-- START Entries shown --
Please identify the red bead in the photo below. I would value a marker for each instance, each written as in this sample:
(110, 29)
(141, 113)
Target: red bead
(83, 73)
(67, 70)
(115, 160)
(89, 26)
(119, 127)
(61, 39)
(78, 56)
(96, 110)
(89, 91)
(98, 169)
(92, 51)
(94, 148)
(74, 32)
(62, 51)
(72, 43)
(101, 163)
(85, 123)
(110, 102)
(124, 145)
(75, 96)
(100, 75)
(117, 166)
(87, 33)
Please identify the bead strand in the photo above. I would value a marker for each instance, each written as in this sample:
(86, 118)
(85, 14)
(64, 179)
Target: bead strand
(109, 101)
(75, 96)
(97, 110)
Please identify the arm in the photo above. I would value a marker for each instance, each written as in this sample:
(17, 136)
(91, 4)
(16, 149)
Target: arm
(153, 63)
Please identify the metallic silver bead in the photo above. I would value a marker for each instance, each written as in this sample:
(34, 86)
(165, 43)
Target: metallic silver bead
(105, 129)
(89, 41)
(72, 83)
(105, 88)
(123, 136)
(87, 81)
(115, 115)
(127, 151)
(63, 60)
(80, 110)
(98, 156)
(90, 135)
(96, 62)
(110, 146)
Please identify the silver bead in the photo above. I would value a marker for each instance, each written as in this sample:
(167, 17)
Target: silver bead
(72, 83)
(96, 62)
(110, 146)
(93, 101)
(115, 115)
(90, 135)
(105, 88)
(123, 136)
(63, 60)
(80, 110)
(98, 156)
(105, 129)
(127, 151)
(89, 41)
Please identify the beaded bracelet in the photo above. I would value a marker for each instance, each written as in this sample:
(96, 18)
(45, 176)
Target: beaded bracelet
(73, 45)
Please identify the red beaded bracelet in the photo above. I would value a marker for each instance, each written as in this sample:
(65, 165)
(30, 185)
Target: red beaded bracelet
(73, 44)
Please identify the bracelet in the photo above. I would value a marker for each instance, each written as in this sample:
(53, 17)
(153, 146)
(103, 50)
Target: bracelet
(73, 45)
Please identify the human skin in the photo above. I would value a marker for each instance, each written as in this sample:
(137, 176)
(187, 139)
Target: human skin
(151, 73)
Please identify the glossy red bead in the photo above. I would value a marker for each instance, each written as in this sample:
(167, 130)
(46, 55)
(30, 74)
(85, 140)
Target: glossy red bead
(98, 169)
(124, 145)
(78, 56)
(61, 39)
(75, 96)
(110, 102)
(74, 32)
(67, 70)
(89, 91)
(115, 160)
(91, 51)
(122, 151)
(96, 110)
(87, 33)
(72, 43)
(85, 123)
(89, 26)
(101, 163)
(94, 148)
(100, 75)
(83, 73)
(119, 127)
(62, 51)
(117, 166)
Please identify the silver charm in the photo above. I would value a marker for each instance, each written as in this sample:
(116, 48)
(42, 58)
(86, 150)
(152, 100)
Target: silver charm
-- END Entries shown --
> [What you will do]:
Reproduce everything from the line containing "Please identify the glossy" down to the end of the rows, renaming "silver charm" to "silver pendant" and keeping all else unchanged.

> [Response to the task]:
Please identify the glossy red bead in the photo above. I would value a marker for each instance, each written as in this sample:
(167, 130)
(46, 55)
(30, 74)
(85, 140)
Target: glossy red bead
(98, 169)
(124, 145)
(78, 56)
(61, 39)
(75, 96)
(110, 102)
(74, 32)
(67, 70)
(89, 91)
(115, 160)
(91, 51)
(122, 151)
(96, 110)
(87, 33)
(72, 43)
(85, 123)
(89, 26)
(101, 163)
(94, 148)
(100, 75)
(83, 73)
(119, 127)
(62, 51)
(117, 166)
Please identify the silver pendant in the photo above. I would value a marker for each instance, each written as in this sample:
(116, 48)
(42, 58)
(86, 150)
(152, 100)
Target: silver pendant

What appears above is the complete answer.